■ **WHAT IS EXPECTED**: The required output is the line that contains "the white wall" plus every line after it in the listing below, copied exactly as it appears.
[RECORDS FOR THE EXERCISE start]
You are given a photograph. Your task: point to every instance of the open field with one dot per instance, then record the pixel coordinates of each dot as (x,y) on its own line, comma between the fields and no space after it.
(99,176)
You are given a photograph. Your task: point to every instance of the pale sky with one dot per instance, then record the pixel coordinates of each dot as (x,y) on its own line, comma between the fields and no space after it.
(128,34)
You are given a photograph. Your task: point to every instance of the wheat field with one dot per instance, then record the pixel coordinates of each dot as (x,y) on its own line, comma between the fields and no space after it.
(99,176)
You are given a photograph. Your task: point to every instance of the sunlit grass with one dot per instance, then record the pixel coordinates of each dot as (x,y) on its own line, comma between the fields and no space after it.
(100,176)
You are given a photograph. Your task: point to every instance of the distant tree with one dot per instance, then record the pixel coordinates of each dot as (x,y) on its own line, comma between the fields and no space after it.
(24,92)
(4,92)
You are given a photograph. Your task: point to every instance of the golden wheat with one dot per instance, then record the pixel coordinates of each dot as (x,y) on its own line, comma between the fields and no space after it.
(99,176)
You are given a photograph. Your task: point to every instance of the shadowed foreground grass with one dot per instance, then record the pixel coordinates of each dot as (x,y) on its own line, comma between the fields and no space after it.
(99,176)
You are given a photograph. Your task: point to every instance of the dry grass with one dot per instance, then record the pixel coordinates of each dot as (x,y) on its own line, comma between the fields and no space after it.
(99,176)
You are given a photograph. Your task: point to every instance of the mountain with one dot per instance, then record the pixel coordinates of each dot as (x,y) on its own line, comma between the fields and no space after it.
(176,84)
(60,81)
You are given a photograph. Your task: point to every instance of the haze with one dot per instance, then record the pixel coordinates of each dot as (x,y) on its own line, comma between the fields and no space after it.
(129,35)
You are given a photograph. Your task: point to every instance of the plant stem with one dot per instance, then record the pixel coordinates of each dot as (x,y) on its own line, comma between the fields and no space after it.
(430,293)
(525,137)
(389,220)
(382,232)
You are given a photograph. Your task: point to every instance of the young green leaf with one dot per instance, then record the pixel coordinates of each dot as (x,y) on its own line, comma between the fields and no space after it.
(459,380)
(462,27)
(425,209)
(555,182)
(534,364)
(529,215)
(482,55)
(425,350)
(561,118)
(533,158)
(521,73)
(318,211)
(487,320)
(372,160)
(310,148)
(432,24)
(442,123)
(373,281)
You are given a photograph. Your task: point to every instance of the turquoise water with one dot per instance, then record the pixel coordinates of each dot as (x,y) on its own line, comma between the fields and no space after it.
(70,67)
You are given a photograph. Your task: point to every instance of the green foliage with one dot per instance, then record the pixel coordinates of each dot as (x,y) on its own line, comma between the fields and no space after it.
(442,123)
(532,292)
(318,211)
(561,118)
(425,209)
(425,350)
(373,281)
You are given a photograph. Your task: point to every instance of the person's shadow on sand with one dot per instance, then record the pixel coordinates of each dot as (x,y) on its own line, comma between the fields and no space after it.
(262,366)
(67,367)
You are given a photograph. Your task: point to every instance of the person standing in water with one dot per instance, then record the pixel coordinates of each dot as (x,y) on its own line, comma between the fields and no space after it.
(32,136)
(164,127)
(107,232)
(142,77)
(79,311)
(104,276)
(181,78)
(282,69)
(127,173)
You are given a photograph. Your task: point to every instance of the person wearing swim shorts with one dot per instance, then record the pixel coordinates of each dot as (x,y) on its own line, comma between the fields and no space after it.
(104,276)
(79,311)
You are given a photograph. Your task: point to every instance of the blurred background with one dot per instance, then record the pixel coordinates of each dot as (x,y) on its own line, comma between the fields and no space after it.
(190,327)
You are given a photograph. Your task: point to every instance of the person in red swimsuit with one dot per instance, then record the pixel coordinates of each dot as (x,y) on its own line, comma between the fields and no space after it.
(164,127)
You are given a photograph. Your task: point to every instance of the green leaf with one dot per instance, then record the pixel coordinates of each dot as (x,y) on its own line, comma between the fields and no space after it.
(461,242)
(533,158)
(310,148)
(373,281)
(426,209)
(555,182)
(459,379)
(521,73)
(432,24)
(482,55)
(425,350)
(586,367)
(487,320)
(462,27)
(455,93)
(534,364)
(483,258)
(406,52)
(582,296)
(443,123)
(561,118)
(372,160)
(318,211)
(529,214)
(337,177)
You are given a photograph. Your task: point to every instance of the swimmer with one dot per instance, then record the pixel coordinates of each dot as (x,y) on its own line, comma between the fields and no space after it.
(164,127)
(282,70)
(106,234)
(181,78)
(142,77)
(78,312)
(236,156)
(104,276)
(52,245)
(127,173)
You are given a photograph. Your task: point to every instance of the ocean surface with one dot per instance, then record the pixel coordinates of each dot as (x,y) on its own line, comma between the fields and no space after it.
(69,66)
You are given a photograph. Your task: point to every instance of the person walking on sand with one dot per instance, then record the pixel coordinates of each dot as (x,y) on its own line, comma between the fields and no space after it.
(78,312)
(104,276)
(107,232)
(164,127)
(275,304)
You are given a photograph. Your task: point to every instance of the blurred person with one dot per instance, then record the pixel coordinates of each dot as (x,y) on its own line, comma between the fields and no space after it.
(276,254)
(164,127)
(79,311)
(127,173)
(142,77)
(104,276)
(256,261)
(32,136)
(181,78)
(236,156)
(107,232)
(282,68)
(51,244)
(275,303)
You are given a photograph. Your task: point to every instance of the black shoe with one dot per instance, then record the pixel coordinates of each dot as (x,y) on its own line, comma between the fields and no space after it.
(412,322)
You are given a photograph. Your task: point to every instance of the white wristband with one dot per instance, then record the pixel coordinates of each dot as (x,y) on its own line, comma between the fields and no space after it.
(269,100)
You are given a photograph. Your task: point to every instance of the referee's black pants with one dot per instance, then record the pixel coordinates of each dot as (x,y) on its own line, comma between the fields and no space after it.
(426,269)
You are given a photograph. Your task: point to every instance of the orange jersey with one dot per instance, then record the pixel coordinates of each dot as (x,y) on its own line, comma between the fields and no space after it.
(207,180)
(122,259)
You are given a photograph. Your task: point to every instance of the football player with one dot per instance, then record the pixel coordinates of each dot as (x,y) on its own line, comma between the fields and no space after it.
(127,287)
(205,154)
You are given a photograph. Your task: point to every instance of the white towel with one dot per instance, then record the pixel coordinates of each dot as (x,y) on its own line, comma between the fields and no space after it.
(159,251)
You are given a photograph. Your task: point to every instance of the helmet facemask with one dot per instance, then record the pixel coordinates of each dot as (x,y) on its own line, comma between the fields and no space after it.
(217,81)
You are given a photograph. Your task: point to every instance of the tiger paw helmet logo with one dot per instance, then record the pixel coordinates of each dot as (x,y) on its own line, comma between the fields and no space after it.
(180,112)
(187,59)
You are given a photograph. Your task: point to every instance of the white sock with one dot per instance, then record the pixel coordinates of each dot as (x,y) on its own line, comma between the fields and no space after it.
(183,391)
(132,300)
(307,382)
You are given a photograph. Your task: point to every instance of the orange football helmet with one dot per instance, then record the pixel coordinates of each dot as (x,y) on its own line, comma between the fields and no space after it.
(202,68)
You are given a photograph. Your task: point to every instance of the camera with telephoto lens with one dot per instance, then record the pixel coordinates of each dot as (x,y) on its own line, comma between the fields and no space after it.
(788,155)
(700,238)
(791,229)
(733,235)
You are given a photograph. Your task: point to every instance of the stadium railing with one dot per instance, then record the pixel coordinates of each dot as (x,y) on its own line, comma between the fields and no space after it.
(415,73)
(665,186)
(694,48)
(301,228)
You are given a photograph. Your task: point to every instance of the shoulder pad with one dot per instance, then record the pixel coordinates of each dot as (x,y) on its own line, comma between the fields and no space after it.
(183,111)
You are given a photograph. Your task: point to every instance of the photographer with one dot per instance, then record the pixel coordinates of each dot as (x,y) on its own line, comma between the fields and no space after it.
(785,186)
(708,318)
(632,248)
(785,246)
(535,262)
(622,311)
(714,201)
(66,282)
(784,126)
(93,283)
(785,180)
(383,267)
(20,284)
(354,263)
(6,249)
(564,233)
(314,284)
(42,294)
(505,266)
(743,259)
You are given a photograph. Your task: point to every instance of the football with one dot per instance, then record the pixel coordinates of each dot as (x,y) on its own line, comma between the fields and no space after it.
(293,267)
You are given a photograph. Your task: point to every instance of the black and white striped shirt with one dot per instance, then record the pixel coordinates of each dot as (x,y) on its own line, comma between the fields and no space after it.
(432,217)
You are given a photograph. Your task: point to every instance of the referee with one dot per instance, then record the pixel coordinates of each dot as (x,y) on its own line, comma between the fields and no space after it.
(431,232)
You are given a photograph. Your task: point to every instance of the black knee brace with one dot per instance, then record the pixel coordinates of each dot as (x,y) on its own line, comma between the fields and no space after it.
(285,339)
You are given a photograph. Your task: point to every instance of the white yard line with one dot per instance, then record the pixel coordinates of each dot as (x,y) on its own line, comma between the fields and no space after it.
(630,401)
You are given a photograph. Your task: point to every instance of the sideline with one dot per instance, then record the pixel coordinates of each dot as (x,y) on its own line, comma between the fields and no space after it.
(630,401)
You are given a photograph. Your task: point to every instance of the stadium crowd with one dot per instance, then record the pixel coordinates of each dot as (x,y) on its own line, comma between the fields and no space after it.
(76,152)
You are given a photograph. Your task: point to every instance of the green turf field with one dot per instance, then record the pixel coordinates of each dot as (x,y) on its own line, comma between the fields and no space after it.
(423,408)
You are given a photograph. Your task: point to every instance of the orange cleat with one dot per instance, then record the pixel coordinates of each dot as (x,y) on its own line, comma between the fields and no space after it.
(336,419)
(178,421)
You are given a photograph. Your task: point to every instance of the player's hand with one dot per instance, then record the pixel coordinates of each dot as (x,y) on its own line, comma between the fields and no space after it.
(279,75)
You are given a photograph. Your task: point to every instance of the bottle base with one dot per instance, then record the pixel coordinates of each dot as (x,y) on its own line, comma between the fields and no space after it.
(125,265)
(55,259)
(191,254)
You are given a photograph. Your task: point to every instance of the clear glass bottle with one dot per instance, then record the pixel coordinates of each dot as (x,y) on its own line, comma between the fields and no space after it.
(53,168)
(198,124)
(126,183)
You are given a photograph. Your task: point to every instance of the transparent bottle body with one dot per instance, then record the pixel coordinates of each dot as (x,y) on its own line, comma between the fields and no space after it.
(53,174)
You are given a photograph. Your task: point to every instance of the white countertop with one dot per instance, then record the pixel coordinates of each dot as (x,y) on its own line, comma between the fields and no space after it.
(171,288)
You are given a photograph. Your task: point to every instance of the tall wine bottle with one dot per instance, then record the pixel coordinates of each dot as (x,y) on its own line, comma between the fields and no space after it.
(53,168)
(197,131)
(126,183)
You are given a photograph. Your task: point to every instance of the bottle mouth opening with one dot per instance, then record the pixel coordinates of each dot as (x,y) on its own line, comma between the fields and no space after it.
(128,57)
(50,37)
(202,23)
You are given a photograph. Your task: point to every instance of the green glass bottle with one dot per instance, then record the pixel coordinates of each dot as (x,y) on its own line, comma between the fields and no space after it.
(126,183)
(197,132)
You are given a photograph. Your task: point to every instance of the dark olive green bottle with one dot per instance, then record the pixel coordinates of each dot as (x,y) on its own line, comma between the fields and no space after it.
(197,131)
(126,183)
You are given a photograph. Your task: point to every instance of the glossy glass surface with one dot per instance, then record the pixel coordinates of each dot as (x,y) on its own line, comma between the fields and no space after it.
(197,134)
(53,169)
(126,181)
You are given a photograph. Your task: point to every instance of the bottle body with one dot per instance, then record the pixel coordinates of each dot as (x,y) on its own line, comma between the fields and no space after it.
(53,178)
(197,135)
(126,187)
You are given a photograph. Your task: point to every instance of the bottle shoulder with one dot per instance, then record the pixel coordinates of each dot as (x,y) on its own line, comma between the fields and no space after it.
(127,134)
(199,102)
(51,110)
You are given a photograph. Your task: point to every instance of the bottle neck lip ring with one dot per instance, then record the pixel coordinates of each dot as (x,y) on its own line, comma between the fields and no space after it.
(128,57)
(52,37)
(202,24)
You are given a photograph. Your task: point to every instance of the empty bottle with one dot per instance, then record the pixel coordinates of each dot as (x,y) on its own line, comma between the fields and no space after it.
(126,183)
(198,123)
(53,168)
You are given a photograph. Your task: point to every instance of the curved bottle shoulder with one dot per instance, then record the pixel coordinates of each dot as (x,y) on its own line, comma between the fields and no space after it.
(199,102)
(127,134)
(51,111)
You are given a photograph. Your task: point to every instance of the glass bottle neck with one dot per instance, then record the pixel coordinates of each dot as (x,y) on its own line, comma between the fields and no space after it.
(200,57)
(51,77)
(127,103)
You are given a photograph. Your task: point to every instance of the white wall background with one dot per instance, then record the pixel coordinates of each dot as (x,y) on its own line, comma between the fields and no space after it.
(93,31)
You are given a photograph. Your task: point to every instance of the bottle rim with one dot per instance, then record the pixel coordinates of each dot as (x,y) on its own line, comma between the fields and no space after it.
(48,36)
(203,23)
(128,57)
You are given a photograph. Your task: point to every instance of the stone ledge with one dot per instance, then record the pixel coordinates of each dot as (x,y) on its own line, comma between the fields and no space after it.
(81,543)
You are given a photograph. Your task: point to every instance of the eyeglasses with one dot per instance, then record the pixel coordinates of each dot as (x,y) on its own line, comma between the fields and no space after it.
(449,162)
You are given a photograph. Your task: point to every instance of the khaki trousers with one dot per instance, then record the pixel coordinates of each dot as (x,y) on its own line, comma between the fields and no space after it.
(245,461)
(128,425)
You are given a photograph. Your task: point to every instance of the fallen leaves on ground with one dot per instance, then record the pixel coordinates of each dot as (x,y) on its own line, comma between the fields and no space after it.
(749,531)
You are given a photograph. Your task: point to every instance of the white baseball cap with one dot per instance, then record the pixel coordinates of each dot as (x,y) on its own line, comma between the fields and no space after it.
[RECORDS FOR THE EXERCISE end]
■ **FULL SOLUTION**:
You are given a photograph. Your task: point to every instance of the white wall background with one dot per instance, then record the pixel coordinates of each dot as (x,y) on its own line, comma between the fields and no space after it.
(93,31)
You are given a photograph. Your task: point to every instance of the bottle rim with one dot per instance, then record the pixel coordinates of each dot as (x,y) on its own line, comma between the fields and no space after it.
(48,36)
(203,23)
(128,57)
You are given a photograph. Your task: point to every instance of the stone ledge with one dot per instance, then record the pixel coordinates of each dot as (x,y) on its own line, comma between the fields and no space after it.
(81,543)
You are given a photograph. Your task: point to every instance of the eyeglasses with one dot per instance, then record the pixel coordinates of each dot as (x,y) on its own line, comma between the fields and no space after it.
(449,162)
You are given a photograph. Your task: point to every instance of the khaki trousers with one dot per instance, then record the pixel coordinates of each dot as (x,y) on its own line, comma between the fields and no space after it.
(245,461)
(128,425)
You are given a photograph. Your task: point to every instance of the fallen leaves on ground with one dot per instance, then record the pixel coordinates of each dot as (x,y) on its own line, comma between the fields and no space after it.
(749,531)
You are given a photograph. Your task: point to every instance of the white baseball cap with one dot per instance, then record the pixel coordinates of each dot as (x,y) on its own line, comma between the fields and no space after it.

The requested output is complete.